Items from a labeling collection

#####

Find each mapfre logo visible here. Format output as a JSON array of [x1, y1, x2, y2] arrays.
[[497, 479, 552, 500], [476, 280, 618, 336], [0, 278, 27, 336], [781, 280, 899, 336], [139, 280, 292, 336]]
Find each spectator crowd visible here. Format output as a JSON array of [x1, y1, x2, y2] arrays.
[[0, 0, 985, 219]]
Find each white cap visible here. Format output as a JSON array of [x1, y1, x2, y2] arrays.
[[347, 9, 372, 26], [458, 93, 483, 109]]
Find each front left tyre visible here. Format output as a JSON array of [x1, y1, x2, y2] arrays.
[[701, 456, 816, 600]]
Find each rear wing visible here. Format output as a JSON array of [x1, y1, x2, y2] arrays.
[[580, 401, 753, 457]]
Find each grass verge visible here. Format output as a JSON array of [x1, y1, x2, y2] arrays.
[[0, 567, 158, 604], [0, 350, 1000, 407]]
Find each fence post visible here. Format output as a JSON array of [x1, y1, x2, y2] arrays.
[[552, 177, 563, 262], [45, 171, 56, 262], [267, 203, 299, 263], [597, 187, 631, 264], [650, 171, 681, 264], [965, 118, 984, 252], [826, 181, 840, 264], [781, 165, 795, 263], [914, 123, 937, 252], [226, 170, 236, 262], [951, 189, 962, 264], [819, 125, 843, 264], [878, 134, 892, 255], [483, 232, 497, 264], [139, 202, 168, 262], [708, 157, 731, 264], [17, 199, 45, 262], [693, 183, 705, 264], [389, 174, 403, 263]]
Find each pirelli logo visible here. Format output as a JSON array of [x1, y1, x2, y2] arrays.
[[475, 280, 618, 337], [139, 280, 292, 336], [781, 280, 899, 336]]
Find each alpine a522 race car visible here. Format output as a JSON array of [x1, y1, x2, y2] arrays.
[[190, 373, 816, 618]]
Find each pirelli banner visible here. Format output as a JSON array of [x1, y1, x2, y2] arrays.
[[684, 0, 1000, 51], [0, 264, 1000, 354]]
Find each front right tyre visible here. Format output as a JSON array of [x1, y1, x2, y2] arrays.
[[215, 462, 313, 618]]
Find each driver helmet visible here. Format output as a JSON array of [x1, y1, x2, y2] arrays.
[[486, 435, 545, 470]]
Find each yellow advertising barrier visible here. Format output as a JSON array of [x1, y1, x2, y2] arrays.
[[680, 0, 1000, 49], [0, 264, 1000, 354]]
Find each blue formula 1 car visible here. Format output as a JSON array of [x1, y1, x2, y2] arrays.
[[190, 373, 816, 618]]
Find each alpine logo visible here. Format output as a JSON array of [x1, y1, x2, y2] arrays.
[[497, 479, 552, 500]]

#####

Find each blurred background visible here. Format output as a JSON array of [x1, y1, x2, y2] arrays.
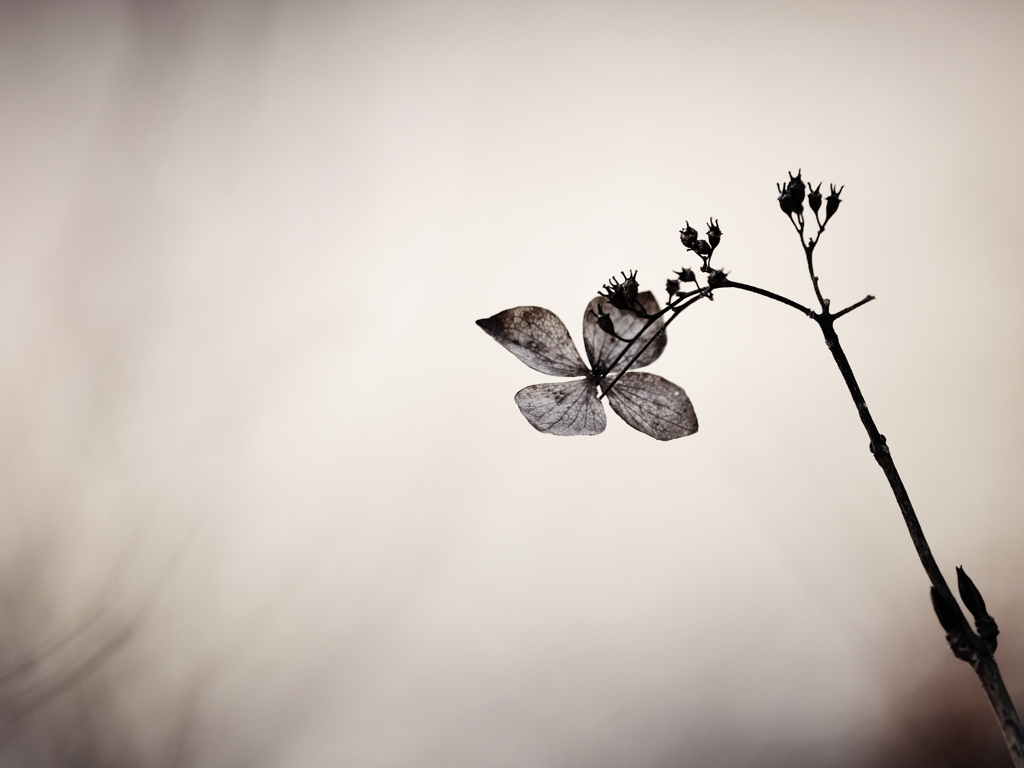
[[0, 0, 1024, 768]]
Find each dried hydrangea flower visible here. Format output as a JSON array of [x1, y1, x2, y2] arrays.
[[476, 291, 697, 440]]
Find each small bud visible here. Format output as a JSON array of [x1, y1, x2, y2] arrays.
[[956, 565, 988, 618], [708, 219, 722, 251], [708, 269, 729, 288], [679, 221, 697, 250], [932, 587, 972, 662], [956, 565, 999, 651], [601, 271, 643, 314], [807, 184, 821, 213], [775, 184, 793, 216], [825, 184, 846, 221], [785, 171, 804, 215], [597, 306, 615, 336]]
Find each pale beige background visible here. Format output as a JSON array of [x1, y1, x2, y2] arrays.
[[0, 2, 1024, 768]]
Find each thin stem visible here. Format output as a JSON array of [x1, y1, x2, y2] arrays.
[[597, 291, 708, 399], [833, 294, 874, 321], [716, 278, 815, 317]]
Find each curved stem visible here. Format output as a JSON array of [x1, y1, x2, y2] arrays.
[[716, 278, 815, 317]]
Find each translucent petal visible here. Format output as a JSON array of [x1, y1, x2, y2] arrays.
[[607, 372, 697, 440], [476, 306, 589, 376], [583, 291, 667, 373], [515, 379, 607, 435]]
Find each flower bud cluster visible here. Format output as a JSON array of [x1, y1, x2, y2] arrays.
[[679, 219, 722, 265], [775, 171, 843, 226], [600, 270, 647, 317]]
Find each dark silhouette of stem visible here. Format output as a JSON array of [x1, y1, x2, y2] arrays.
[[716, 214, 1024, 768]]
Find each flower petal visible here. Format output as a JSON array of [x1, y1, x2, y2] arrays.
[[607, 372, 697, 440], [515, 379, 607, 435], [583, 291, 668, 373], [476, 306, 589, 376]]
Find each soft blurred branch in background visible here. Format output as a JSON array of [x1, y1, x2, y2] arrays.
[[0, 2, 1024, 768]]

#####

> [Exercise prompt] Count the rows above that contain the string "stem". Reply with the number alone.

> [Output] 3